**The request:** Please print exactly the lines running from the one that contains "Identify one point on each instance of the dense" to the end of the data, with both lines included.

(Saved data entries)
>>>>
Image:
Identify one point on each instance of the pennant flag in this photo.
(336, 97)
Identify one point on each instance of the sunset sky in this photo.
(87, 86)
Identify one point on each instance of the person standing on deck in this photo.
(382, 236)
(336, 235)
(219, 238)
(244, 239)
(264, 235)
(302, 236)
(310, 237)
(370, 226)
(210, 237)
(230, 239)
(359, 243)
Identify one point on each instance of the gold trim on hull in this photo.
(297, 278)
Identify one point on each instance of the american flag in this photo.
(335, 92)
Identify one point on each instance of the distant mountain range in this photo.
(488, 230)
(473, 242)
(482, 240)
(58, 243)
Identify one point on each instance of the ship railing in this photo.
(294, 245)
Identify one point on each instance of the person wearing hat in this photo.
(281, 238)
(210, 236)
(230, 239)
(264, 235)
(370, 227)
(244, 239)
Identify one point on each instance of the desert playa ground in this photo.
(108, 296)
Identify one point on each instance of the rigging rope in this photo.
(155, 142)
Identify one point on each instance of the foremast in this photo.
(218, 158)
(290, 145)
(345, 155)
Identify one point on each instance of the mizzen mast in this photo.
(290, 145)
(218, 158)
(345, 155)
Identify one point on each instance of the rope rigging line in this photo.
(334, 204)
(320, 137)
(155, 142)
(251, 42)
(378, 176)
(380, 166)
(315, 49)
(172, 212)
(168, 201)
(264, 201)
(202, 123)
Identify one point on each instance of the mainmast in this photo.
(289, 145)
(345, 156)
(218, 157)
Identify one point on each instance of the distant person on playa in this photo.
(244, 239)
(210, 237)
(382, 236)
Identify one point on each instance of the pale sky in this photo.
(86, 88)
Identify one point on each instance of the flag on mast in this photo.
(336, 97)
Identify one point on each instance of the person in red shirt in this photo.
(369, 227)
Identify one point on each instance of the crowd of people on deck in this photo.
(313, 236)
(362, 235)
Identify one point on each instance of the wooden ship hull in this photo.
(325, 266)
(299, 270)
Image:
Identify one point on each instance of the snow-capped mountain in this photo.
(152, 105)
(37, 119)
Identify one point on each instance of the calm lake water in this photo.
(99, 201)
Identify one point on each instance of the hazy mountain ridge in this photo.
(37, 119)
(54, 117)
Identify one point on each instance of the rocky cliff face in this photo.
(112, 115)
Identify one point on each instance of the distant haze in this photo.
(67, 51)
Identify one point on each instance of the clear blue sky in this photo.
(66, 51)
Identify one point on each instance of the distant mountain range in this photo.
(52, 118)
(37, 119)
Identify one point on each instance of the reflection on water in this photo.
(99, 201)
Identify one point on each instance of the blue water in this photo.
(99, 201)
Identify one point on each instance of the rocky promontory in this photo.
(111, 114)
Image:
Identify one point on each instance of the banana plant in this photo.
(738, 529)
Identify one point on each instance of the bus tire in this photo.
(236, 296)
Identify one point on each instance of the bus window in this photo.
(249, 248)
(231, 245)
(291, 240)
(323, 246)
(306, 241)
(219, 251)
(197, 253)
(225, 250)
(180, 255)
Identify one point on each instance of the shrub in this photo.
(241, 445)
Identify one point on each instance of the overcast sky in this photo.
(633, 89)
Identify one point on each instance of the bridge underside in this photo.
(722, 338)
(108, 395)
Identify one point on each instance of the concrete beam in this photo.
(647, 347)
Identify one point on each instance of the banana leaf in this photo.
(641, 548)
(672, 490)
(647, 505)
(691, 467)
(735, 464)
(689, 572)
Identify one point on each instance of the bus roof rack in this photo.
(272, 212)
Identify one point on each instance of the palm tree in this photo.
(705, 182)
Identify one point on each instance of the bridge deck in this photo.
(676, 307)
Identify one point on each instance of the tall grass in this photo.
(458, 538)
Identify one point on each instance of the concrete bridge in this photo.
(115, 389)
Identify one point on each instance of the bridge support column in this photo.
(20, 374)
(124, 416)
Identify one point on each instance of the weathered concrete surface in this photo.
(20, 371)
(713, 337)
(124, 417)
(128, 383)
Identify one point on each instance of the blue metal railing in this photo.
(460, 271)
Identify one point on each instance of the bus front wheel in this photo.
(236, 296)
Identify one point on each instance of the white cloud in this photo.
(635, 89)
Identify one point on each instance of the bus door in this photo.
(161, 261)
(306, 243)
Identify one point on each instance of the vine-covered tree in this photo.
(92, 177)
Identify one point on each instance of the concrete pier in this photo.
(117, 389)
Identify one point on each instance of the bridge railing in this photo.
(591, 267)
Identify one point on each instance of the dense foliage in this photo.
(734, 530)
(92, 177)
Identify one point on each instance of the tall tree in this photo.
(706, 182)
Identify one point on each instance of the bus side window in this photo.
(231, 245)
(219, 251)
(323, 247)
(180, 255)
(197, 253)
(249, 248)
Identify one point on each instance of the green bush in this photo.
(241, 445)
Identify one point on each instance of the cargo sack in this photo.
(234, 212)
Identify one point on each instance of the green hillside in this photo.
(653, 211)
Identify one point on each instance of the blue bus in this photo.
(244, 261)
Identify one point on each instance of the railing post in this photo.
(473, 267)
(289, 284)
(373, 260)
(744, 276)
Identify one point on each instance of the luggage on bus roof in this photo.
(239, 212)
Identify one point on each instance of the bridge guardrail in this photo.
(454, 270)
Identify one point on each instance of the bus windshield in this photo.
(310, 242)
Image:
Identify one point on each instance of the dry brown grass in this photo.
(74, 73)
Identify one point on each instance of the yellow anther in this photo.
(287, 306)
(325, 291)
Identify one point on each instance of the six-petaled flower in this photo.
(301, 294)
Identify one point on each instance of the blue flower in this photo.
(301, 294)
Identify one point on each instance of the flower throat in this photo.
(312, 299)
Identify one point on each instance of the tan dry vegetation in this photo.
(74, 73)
<<<<
**Complete answer:**
Identify one point on each instance of the dense foliage in this photo.
(734, 530)
(92, 177)
Identify one point on each instance of the tall tree in this photo.
(706, 182)
Identify one point on each instance of the bus side window in this photo.
(231, 245)
(219, 251)
(323, 247)
(180, 255)
(197, 253)
(249, 248)
Identify one point on each instance of the green bush in this photo.
(241, 445)
Identify one point on each instance of the cargo sack in this photo.
(234, 212)
Identify one point on each instance of the green hillside in this photo.
(653, 211)
Identify one point on each instance of the blue bus in this photo.
(244, 261)
Identify one point on each instance of the railing post in this photo.
(473, 267)
(289, 284)
(373, 260)
(744, 276)
Identify one point on each instance of the luggage on bus roof in this photo.
(239, 212)
Identify one point on each instance of the bridge guardrail in this photo.
(454, 270)
Identify one point on each instance of the bus windshield in this photo.
(310, 242)
Image:
Identify one point on each instance of the dry brown grass in this photo.
(74, 73)
Identify one point on each instance of the yellow anther in this photo.
(287, 306)
(325, 291)
Identify one point on each instance of the six-petaled flower in this photo.
(301, 294)
Identify one point on each instance of the blue flower in this photo.
(301, 294)
Identify one point on each instance of the flower throat in this photo.
(312, 299)
Identify one point on each instance of the tan dry vegetation in this photo.
(74, 73)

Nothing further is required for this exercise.